Starting at the beginning of the data and ending after the line that contains "negative clicks: (103, 188)", format each line as one string in a JSON list, skipping blank lines. Omit the pictures.

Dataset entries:

-----

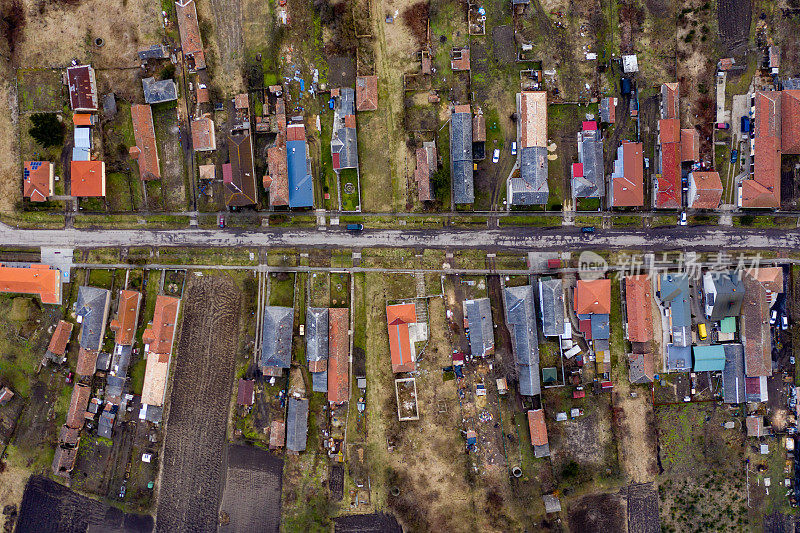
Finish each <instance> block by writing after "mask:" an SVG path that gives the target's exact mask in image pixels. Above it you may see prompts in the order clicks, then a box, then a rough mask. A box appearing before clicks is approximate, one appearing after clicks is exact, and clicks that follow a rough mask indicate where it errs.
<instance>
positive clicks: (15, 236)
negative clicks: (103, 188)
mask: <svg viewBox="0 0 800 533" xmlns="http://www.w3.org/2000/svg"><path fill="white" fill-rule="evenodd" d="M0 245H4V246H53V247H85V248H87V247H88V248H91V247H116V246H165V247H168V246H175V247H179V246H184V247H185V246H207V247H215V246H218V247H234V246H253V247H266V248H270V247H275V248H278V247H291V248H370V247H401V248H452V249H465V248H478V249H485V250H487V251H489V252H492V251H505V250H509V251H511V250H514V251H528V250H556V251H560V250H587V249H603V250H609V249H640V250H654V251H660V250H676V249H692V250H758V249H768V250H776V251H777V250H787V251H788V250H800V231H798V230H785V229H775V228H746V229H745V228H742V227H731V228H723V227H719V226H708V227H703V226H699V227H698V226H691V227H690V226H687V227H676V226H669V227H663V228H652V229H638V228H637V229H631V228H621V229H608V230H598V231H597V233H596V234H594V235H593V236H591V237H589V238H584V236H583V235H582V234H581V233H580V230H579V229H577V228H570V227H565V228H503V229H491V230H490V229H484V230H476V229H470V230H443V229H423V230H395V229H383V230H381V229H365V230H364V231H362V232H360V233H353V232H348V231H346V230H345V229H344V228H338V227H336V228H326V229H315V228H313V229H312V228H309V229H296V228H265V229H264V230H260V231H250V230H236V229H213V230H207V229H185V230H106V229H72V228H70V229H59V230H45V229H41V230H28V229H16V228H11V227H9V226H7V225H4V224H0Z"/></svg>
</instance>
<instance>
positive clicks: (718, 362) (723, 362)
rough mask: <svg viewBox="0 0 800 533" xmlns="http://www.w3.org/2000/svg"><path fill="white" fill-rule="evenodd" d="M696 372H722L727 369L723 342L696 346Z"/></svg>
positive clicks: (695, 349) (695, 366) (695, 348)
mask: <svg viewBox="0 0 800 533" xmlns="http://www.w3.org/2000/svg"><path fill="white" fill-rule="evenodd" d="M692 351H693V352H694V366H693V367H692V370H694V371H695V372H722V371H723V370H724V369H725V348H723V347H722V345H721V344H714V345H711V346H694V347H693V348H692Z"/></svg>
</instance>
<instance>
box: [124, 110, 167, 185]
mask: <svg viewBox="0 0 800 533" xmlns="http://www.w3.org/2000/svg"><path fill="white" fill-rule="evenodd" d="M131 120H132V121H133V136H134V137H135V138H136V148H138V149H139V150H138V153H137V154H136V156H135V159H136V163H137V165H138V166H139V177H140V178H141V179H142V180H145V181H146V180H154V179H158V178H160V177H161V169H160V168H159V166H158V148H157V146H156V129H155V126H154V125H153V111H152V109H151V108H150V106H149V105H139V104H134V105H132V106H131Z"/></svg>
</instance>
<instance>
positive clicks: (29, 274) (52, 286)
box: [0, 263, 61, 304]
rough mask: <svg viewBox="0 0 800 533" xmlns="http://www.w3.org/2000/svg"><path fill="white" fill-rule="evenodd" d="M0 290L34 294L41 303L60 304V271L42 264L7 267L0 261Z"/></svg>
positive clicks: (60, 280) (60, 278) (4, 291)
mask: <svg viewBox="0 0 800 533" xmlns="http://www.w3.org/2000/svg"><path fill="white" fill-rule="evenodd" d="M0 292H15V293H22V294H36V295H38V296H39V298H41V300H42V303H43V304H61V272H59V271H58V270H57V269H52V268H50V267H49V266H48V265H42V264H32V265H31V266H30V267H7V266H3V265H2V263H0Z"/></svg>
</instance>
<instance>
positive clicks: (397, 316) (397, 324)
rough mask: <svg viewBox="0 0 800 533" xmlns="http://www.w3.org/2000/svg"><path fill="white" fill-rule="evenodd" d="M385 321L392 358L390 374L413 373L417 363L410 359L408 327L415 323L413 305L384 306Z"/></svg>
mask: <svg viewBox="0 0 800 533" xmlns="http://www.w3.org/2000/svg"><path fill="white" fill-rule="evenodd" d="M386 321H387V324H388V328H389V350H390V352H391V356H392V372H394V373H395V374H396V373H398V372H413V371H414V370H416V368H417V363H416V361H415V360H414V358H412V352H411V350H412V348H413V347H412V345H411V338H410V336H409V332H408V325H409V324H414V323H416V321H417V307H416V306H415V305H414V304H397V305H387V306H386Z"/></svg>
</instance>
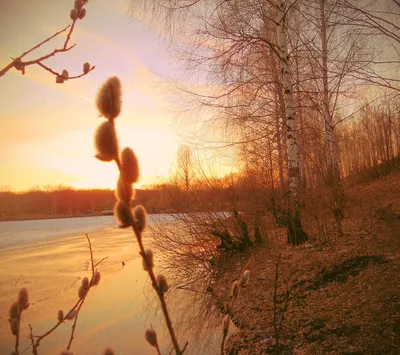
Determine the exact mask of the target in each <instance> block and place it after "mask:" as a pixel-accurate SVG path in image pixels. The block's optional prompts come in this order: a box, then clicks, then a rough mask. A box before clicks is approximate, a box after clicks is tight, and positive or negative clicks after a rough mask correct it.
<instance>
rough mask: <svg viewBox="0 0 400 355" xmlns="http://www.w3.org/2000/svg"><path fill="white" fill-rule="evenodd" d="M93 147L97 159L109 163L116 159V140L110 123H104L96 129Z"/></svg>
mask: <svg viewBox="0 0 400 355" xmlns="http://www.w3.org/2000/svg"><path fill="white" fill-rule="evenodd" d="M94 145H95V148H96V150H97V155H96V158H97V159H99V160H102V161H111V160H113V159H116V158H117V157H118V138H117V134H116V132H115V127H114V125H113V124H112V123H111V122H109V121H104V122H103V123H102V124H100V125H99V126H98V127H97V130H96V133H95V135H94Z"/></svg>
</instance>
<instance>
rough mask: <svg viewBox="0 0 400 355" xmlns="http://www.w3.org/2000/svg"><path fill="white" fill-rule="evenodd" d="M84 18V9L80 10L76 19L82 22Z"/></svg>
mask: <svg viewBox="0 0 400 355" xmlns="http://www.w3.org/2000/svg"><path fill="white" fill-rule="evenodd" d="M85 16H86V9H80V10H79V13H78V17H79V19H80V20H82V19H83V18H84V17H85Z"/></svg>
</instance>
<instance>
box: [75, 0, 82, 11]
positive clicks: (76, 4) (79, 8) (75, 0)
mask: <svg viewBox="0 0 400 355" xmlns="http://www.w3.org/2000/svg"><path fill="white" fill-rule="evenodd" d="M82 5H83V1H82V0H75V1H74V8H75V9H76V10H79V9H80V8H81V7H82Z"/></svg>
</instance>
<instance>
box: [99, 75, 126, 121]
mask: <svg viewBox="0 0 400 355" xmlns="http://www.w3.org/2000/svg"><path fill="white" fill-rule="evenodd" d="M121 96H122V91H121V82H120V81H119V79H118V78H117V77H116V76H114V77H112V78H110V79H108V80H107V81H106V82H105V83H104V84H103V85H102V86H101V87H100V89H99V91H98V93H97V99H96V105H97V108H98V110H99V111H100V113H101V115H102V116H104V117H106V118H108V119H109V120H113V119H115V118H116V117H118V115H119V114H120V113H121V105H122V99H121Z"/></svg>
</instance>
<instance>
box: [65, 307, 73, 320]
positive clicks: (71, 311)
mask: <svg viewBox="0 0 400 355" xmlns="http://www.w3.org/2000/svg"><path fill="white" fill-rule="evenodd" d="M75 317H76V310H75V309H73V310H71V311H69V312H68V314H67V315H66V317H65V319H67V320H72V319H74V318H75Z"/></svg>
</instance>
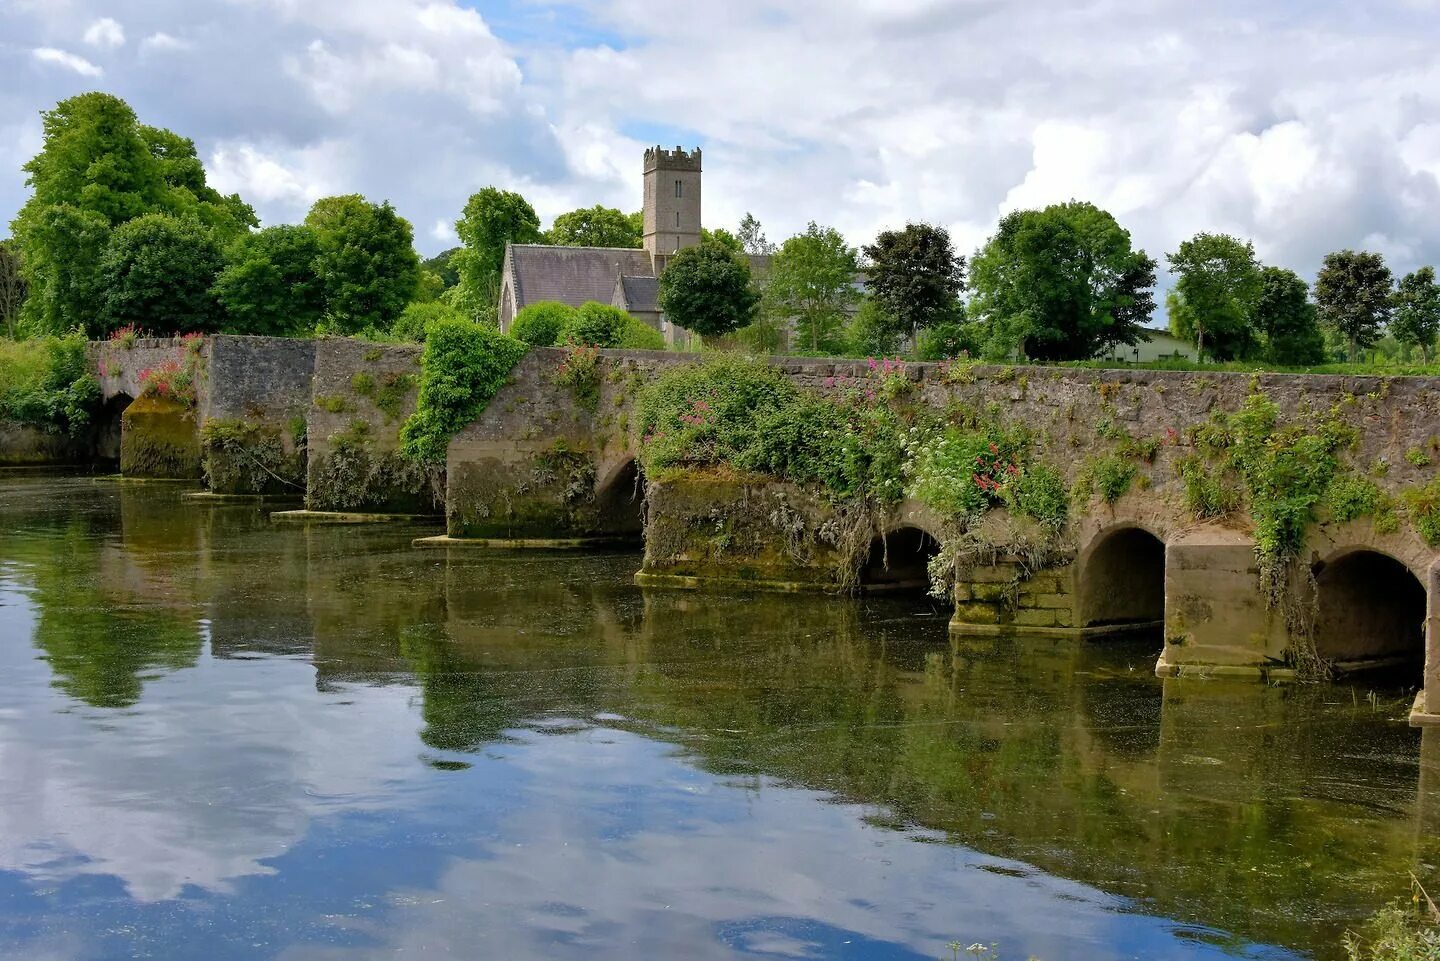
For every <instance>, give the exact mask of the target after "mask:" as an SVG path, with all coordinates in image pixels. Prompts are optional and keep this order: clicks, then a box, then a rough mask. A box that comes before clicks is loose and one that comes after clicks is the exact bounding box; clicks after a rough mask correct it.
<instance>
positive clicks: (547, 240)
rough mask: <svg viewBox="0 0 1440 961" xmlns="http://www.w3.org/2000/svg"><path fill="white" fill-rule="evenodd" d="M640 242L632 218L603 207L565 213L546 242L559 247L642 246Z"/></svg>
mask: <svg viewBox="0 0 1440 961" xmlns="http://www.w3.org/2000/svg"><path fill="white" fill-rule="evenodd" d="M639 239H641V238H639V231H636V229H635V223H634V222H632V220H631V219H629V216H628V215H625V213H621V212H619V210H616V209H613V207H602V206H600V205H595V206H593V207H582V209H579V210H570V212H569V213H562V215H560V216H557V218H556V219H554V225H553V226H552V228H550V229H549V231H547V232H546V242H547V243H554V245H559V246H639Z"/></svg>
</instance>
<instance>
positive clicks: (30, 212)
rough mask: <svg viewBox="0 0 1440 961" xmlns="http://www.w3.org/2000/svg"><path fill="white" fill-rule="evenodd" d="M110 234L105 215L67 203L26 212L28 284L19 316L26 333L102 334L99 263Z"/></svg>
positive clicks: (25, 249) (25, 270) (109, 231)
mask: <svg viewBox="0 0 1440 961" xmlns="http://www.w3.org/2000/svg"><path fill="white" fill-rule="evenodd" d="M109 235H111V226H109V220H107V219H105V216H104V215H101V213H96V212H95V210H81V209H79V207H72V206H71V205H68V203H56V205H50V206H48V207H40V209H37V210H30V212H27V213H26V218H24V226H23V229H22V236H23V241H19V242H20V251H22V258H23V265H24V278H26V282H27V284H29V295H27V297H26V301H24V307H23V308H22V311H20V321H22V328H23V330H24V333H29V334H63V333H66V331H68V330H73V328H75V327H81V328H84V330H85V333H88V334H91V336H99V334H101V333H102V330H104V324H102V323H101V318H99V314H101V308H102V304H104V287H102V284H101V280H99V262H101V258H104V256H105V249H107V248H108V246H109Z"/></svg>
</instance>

-----

▶ [RESULT OF THIS TASK]
[
  "Finish each <instance> block by writing after \"mask:\" an SVG path that gives the target's exact mask in image pixels. Above it you may see prompts in the order clicks, then a box, then a rough mask. A box appearing before clicks is approximate, one appearing after clicks is exact, and clicks that follow a rough mask indicate where it errs.",
  "<instance>",
  "positive clicks: (15, 236)",
  "negative clicks: (103, 188)"
]